**Written task:** Can you copy all of the data below, requests included, with every x and y coordinate in the answers multiplied by 2.1 and rounded to the nearest whole number, halves rounding up? Leave the numbers in the requests and in their format samples unchanged.

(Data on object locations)

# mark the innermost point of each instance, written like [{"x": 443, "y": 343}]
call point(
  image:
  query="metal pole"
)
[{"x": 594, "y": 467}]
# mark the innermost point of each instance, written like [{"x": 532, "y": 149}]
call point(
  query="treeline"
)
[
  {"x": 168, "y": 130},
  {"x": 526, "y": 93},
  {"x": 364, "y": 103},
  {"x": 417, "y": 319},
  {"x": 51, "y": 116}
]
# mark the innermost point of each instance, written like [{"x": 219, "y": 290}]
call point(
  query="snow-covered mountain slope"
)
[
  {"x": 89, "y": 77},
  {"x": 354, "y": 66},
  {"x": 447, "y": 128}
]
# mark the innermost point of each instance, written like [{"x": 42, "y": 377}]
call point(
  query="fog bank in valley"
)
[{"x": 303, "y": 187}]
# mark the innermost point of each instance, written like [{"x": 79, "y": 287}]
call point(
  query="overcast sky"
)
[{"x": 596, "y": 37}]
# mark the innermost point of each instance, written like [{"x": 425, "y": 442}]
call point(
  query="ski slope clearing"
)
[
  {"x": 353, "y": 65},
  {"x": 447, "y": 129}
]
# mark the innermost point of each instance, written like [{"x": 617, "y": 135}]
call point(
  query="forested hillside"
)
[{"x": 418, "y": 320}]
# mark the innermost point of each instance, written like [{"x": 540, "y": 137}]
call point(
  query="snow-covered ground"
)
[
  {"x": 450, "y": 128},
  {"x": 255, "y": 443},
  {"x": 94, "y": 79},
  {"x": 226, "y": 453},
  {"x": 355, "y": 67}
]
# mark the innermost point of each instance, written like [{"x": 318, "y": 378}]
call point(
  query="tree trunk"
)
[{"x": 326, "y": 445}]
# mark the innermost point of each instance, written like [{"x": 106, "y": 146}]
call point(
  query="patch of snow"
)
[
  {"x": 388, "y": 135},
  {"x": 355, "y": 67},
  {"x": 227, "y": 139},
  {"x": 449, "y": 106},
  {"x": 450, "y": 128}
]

**Exercise response:**
# mark the innermost point of each instance, written like [{"x": 443, "y": 343}]
call point(
  image:
  query="metal pole"
)
[{"x": 1247, "y": 981}]
# mark the innermost point of each instance, written like [{"x": 532, "y": 149}]
call point(
  query="treeline"
)
[
  {"x": 353, "y": 273},
  {"x": 1105, "y": 195},
  {"x": 764, "y": 216},
  {"x": 876, "y": 670},
  {"x": 107, "y": 244}
]
# mark the innermost point of each instance, written like [{"x": 219, "y": 290}]
call point(
  query="snow-covered mountain slope"
)
[
  {"x": 187, "y": 162},
  {"x": 743, "y": 139},
  {"x": 939, "y": 269}
]
# mark the innermost point of each instance, written like [{"x": 42, "y": 377}]
call point(
  query="fog bank in valley"
)
[{"x": 636, "y": 393}]
# mark the innermost point of each instance, written like [{"x": 79, "y": 287}]
call point(
  query="overcast sky"
)
[{"x": 1252, "y": 78}]
# mark the innermost point of each instance, written like [{"x": 425, "y": 442}]
call point(
  query="ski slope clearing"
)
[
  {"x": 741, "y": 137},
  {"x": 939, "y": 271}
]
# mark the innermost point of each instance, written like [{"x": 617, "y": 135}]
call point(
  query="forested hillside"
)
[{"x": 878, "y": 672}]
# mark the innermost point of each instance, written like [{"x": 540, "y": 137}]
call point(
  query="snow-covered ground"
)
[
  {"x": 945, "y": 269},
  {"x": 536, "y": 930},
  {"x": 197, "y": 166},
  {"x": 475, "y": 951},
  {"x": 746, "y": 141}
]
# mark the innermost point of each instance, written like [{"x": 318, "y": 378}]
call point(
  query="tree trunk"
)
[{"x": 685, "y": 935}]
# mark the innermost point of each instance, written like [{"x": 106, "y": 146}]
call point(
  query="patch of snow"
)
[
  {"x": 815, "y": 284},
  {"x": 746, "y": 141},
  {"x": 477, "y": 292},
  {"x": 943, "y": 223},
  {"x": 945, "y": 269}
]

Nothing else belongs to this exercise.